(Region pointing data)
--- START ---

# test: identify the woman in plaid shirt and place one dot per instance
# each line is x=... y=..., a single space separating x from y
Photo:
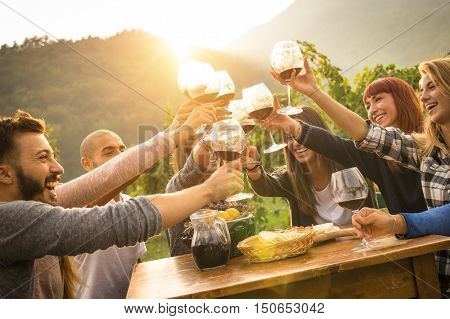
x=427 y=152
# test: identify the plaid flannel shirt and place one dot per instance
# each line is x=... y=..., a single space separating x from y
x=392 y=144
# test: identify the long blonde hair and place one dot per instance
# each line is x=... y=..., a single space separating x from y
x=439 y=72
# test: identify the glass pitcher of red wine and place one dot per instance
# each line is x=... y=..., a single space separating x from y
x=211 y=240
x=350 y=190
x=228 y=142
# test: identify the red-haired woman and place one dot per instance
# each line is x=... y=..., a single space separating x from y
x=389 y=102
x=424 y=152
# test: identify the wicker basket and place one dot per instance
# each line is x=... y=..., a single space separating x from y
x=270 y=246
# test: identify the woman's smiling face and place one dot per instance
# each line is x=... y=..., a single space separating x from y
x=435 y=101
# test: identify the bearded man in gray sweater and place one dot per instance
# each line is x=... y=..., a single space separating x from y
x=33 y=226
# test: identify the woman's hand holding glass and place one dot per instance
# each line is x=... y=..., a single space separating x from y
x=305 y=84
x=228 y=142
x=371 y=223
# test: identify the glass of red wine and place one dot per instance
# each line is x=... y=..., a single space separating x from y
x=258 y=101
x=228 y=142
x=226 y=87
x=287 y=57
x=350 y=190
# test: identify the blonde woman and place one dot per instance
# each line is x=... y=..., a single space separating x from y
x=427 y=153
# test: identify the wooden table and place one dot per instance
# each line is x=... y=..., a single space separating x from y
x=330 y=270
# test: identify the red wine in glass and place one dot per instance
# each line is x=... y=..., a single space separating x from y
x=261 y=114
x=354 y=204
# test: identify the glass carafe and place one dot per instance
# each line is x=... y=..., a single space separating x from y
x=211 y=240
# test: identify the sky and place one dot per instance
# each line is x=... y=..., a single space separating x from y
x=184 y=23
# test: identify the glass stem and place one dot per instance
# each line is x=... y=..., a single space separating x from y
x=289 y=96
x=271 y=137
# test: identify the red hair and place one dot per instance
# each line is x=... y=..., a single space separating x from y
x=409 y=109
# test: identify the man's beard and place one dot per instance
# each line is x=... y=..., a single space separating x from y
x=29 y=187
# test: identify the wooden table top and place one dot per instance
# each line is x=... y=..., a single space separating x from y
x=177 y=277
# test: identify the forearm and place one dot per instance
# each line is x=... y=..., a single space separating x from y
x=175 y=207
x=190 y=175
x=353 y=124
x=433 y=221
x=32 y=230
x=114 y=174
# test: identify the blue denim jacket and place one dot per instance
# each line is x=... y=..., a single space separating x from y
x=433 y=221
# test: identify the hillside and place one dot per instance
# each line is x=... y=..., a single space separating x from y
x=348 y=30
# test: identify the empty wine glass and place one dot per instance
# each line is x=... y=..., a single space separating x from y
x=202 y=84
x=198 y=81
x=258 y=101
x=287 y=57
x=228 y=142
x=350 y=190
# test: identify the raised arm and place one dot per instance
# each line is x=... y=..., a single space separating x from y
x=372 y=223
x=197 y=167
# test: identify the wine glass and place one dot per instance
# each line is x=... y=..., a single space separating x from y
x=287 y=57
x=237 y=109
x=350 y=190
x=228 y=142
x=202 y=84
x=226 y=87
x=258 y=101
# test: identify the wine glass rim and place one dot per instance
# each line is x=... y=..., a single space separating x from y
x=202 y=213
x=348 y=169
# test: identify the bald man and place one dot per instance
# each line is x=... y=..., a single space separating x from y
x=106 y=273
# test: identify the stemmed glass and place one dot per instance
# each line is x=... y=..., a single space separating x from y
x=350 y=190
x=258 y=101
x=287 y=57
x=226 y=87
x=198 y=81
x=237 y=109
x=228 y=142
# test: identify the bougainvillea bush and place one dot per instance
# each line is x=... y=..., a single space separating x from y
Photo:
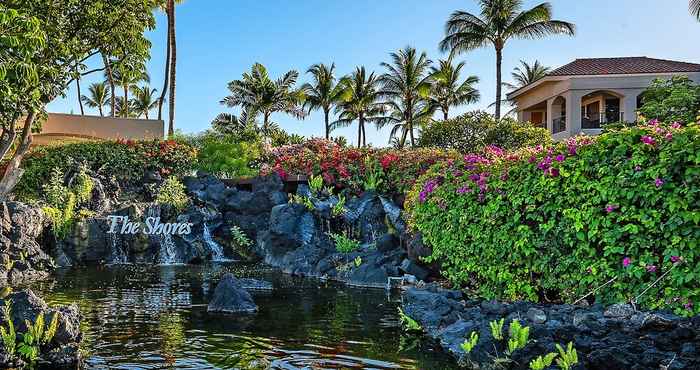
x=349 y=168
x=126 y=160
x=614 y=213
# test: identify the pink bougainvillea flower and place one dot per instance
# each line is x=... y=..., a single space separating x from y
x=646 y=139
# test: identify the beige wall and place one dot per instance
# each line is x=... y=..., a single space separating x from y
x=101 y=127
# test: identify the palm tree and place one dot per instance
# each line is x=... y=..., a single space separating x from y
x=257 y=94
x=144 y=100
x=99 y=96
x=360 y=103
x=447 y=91
x=501 y=20
x=324 y=93
x=406 y=86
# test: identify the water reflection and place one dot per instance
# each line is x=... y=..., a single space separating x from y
x=155 y=317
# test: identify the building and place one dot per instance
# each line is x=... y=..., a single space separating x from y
x=61 y=127
x=582 y=95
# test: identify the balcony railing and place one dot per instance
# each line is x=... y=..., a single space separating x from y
x=595 y=120
x=559 y=124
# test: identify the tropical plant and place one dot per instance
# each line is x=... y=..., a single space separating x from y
x=407 y=323
x=143 y=101
x=98 y=98
x=256 y=94
x=567 y=358
x=406 y=88
x=447 y=91
x=497 y=328
x=173 y=193
x=344 y=244
x=360 y=103
x=470 y=343
x=324 y=93
x=500 y=21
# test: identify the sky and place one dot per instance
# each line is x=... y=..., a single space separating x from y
x=218 y=40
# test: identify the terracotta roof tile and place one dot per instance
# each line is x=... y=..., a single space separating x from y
x=625 y=65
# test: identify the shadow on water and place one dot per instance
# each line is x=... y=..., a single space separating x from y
x=155 y=317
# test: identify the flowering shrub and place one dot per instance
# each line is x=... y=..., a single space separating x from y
x=553 y=223
x=127 y=160
x=350 y=167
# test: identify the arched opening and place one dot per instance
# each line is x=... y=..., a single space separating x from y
x=558 y=115
x=601 y=107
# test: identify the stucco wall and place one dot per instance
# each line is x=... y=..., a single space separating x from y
x=102 y=127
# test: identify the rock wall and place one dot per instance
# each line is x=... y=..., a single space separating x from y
x=616 y=337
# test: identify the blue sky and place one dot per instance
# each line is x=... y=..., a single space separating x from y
x=218 y=40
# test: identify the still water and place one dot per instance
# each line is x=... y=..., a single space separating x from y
x=148 y=317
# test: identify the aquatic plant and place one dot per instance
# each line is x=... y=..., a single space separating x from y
x=470 y=343
x=541 y=363
x=172 y=193
x=407 y=323
x=344 y=244
x=497 y=329
x=567 y=358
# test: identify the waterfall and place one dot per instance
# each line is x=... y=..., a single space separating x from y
x=217 y=251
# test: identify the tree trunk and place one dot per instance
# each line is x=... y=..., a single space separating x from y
x=12 y=172
x=499 y=61
x=110 y=78
x=80 y=100
x=173 y=64
x=167 y=72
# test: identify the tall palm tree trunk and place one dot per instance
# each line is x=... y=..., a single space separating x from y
x=167 y=71
x=110 y=78
x=173 y=64
x=499 y=61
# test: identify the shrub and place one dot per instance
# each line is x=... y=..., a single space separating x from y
x=558 y=222
x=127 y=160
x=673 y=100
x=471 y=132
x=224 y=157
x=173 y=193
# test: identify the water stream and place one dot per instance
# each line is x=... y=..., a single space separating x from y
x=152 y=317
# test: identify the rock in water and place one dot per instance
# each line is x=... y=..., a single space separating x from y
x=230 y=297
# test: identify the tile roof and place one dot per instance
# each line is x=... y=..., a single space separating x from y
x=624 y=65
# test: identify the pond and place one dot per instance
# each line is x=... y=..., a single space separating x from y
x=156 y=317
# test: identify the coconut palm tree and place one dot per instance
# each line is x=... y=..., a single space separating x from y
x=144 y=100
x=406 y=88
x=257 y=94
x=500 y=21
x=98 y=98
x=361 y=103
x=447 y=91
x=324 y=93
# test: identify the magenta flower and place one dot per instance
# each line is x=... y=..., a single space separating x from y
x=646 y=139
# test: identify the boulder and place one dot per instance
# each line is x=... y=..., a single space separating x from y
x=230 y=297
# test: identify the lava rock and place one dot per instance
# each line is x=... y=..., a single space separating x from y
x=230 y=297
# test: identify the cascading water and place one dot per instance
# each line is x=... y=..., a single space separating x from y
x=217 y=251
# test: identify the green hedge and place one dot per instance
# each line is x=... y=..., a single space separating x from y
x=555 y=223
x=126 y=160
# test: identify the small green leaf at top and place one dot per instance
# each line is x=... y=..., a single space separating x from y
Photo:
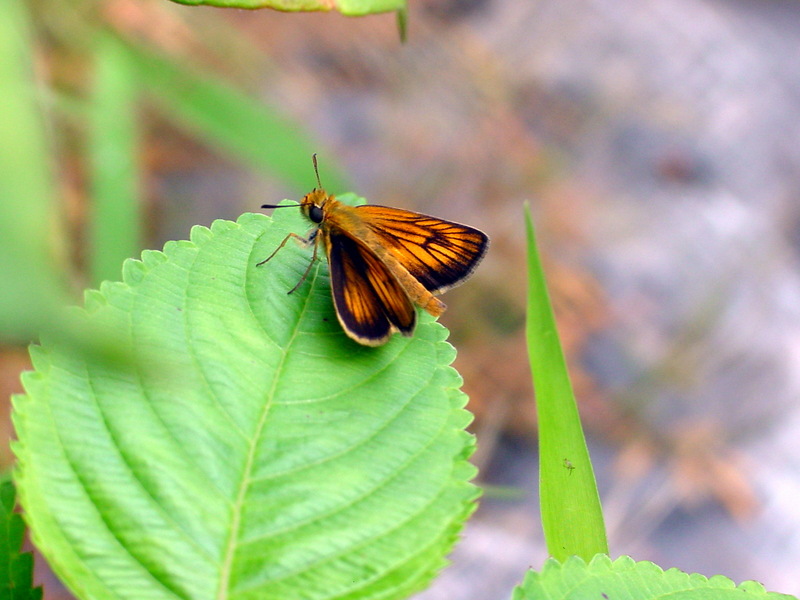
x=251 y=450
x=624 y=579
x=351 y=8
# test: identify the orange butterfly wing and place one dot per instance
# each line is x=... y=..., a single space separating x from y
x=438 y=253
x=370 y=303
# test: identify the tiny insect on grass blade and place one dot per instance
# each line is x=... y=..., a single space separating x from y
x=385 y=261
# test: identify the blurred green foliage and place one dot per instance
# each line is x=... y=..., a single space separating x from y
x=104 y=109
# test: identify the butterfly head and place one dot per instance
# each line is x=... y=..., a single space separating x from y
x=313 y=205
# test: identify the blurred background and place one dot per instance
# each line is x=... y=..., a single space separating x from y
x=658 y=142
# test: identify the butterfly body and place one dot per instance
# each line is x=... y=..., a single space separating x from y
x=385 y=261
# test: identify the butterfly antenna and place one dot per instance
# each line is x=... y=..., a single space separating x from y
x=316 y=170
x=280 y=205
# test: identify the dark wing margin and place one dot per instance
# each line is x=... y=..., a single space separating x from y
x=439 y=254
x=369 y=301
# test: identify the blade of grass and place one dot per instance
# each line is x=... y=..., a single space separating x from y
x=29 y=269
x=115 y=226
x=572 y=518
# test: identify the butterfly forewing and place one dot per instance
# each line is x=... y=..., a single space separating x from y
x=438 y=253
x=369 y=301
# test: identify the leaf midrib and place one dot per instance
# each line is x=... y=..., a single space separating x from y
x=227 y=563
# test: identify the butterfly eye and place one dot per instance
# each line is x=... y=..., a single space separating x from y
x=315 y=213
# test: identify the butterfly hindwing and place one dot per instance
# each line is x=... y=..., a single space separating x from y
x=438 y=253
x=369 y=302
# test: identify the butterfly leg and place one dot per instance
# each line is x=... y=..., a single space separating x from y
x=311 y=238
x=303 y=240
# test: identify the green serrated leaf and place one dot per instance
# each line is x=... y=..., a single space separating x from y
x=346 y=7
x=252 y=450
x=624 y=579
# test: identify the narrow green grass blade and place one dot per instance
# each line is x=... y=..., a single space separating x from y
x=351 y=8
x=16 y=568
x=247 y=129
x=571 y=515
x=115 y=223
x=28 y=249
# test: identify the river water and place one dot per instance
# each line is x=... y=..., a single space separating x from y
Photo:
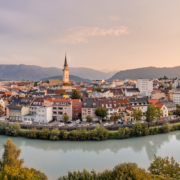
x=57 y=158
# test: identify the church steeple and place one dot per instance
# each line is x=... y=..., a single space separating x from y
x=65 y=62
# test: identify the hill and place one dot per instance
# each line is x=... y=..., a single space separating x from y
x=32 y=72
x=148 y=72
x=71 y=77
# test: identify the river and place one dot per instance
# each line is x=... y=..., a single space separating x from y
x=57 y=158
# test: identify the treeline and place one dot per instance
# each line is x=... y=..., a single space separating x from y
x=159 y=169
x=99 y=133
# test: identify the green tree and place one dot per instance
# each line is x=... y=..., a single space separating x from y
x=89 y=119
x=76 y=94
x=32 y=133
x=101 y=112
x=65 y=118
x=54 y=134
x=161 y=86
x=13 y=129
x=114 y=117
x=11 y=167
x=151 y=113
x=1 y=110
x=44 y=133
x=98 y=88
x=137 y=113
x=164 y=166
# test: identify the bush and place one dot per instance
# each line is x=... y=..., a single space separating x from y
x=138 y=131
x=22 y=133
x=54 y=134
x=3 y=126
x=63 y=135
x=44 y=133
x=100 y=133
x=13 y=129
x=32 y=133
x=165 y=127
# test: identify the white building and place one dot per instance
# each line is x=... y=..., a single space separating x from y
x=39 y=114
x=176 y=97
x=145 y=86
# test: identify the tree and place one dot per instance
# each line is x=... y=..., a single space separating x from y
x=159 y=112
x=101 y=112
x=164 y=166
x=11 y=167
x=1 y=110
x=114 y=117
x=89 y=119
x=76 y=94
x=161 y=86
x=98 y=88
x=137 y=113
x=150 y=113
x=65 y=118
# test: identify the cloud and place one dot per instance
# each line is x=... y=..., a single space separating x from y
x=80 y=34
x=113 y=18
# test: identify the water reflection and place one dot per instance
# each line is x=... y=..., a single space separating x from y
x=150 y=143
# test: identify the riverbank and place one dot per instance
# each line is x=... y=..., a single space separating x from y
x=97 y=134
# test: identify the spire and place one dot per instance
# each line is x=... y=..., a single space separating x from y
x=65 y=62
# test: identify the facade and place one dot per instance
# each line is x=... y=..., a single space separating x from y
x=89 y=106
x=60 y=107
x=39 y=114
x=65 y=72
x=16 y=112
x=176 y=97
x=76 y=108
x=145 y=86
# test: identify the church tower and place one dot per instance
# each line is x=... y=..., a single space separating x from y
x=65 y=72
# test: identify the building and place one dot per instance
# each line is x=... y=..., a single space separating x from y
x=176 y=97
x=145 y=86
x=65 y=72
x=60 y=107
x=16 y=112
x=89 y=106
x=76 y=108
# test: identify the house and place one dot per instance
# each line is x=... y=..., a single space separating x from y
x=145 y=86
x=89 y=106
x=16 y=112
x=76 y=108
x=60 y=107
x=142 y=103
x=102 y=93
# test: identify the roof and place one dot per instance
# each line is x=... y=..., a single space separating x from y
x=90 y=103
x=153 y=101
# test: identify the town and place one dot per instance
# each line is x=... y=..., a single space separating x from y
x=62 y=102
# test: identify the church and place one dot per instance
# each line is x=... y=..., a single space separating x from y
x=65 y=72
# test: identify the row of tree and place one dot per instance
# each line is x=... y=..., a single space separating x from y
x=99 y=133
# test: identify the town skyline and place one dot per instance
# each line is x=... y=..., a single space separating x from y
x=94 y=33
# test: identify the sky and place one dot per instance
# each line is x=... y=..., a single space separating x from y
x=107 y=35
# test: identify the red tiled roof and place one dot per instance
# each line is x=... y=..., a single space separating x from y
x=153 y=101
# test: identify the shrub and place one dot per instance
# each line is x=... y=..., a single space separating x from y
x=138 y=129
x=22 y=133
x=165 y=127
x=44 y=133
x=54 y=134
x=3 y=126
x=13 y=129
x=32 y=133
x=100 y=133
x=63 y=135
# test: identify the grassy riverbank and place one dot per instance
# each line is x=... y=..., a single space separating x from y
x=97 y=134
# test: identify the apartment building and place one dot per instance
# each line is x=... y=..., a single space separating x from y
x=145 y=86
x=89 y=106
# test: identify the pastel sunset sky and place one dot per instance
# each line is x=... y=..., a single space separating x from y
x=100 y=34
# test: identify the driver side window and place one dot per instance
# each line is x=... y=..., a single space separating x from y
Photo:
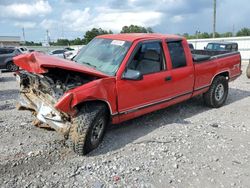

--- END ---

After locating "# test: identify the empty" and "# test: identify the palm" in the records above, return exactly the line holding each one and every line between them; leave out the pictures.

▸ **SOLUTION TO THIS EXERCISE**:
# test: identify the empty wine glass and place one dot per instance
# each line is x=... y=..., a single space separating x from y
x=202 y=84
x=198 y=81
x=258 y=101
x=287 y=57
x=228 y=142
x=350 y=190
# test: identify the raised arm and place one dot per instance
# each line is x=... y=..., a single space separating x from y
x=372 y=223
x=197 y=167
# test: identify the wine glass and place one dot per instance
# each line is x=... y=..., a single space separating x from y
x=287 y=57
x=237 y=109
x=350 y=190
x=228 y=142
x=202 y=84
x=226 y=87
x=258 y=101
# test: identify the wine glass rim and place one dot per instance
# each line is x=... y=..., a single space separating x from y
x=202 y=213
x=348 y=169
# test: identify the bald man and place one dot per instance
# each line is x=... y=..., a single space separating x from y
x=106 y=273
# test: identify the stemmed glass and place one dot per instance
# each line is x=... y=..., a single space separating x from y
x=350 y=190
x=258 y=101
x=287 y=57
x=226 y=87
x=198 y=81
x=237 y=109
x=228 y=142
# test: identify the bougainvillea bush and place one dot per instance
# each line is x=... y=..., a single space separating x from y
Photo:
x=349 y=168
x=126 y=160
x=614 y=213
# test: identify the pink bougainvillea flower and place one dot per instance
# each line is x=... y=..., a single space separating x from y
x=646 y=139
# test: identify the beige wall and place one dot per instance
# each line is x=... y=..., a single space separating x from y
x=101 y=127
# test: identify the palm tree and place one dot per instance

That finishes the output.